→ **DOCUMENT TEXT**
++++

So people like myself could live off open source rather than either turn into a passion project where you're begging for donations or seeking bounties or make it useful to Microsoft so they'll hire you.
You can keep your project for yourself, make some money with it.
So essentially, I then found out my friend and he thought it was a genius idea.
And we managed to get at this point where, we're $18 million of funding.
I started active development on it in April.
And we genuinely believe we can change how open source is funded.
So let's walk through that.
So you have a friend who's really into crypto.
And the two of you kind of click with this idea which i think is a phenomenal
idea basically you have this new kind of uh uh let's say more liquid more electronic way of
transferring money you have a marketplace where you have um one thing just segue one thing you'll
know now that you have a kid it's going to take a few years. When your kid starts preschool, you'll be sick pretty much all of September.
But you have this marketplace where on one side you have, you know,
people who are using open source software and are getting value from it.
And on the other side, you have the people producing it.
And so it seems like you can create, you know, a very efficient market there.
How did that turn into a funded company?
So like, who did you speak to?
Like, what's that chain of events like?
Because, you know, a lot of people know absolutely nothing about, even people who have been in
the industry, I even put myself in this position, know nothing about startups.
We've heard the word seed round.
We don't know really what it means.
And so kind of walk us through what that journey was like till now.
It's a good question.
And it's fun stories, really.
So, well, I'm very fortunate because when you have something that's as well known as Homebrew, it makes things a lot simpler.
You know, we estimate that Homebrew has 40 million users and it's probably true because they're not all developers they're also all these other professions that need the tooling that comes
with homebrew right initially it's going to be very focused on developers but over time it can
evolve i've built t to be the ultimate packaging tool, but we can talk about its future set in a minute.
So, yeah, like, so my friend has known me for years
and he's wanted to work with me on something this big before.
We've worked on minor startups and done contracting together and things.
Timothy Lewis.
So he, because he's been in crypto so long,
just knew a lot of people that were willing to invest in the sector i remember the first meeting we had with one of our first
investors i was talking it through and he was fascinated by my story and i said how you know
the only things i'd ever got from homebrew were google once sent me a blanket and things like
this like great pitch stories because it's true they sent me a blanket and they said thanks for
homebrew wow i didn't know your address oh it's google right i mean
they didn't ask me for my address you know they've had you've had like give back to open
source programs for years and this is one of the first and all it was that year was a blanket like
now they actually throw money at it but yeah at the time i got a uh similarly i got a google home
it's actually in the kids' playroom right
behind me, behind this wall. Yeah, I don't remember exactly how it worked, but yeah,
I remember giving them my address and then being a little skeptical, but yeah, a random Google Home
just showed up at my house a week later. Yeah, that's nice. But still, certainly not enough
to pay the bills if you're going to do open source full time
but yeah
so I was pitching and then
this guy was like okay I'm going to just
invite my friend down to talk to you
and the guy was like a developer
and so the guy turns up
and my co-founder goes
so do you know Homebrew and he was like what
the package manager for Mac and he's like yeah
do you use it and he was like, what? The package manager for Mac? And he's like, yeah. He said, do you use it?

++++

→ **RAW DATA**
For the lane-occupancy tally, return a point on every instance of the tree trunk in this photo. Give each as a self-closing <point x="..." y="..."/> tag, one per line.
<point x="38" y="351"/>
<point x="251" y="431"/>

++++

→ **REQUIRED ACTIONS**
1) According to the Homebrew interview, how many users is Homebrew estimated to have?
2) The first sentence of the Homebrew interview contrasts living off open source with other paths. List those other paths.
This data was taken from a different source than the text.

→ **RESPONSES FOR EACH TASK**
1) An estimated 40 million users.

2)
- Begging for donations
- Seeking bounties
- Making the project useful to Microsoft so they'll hire you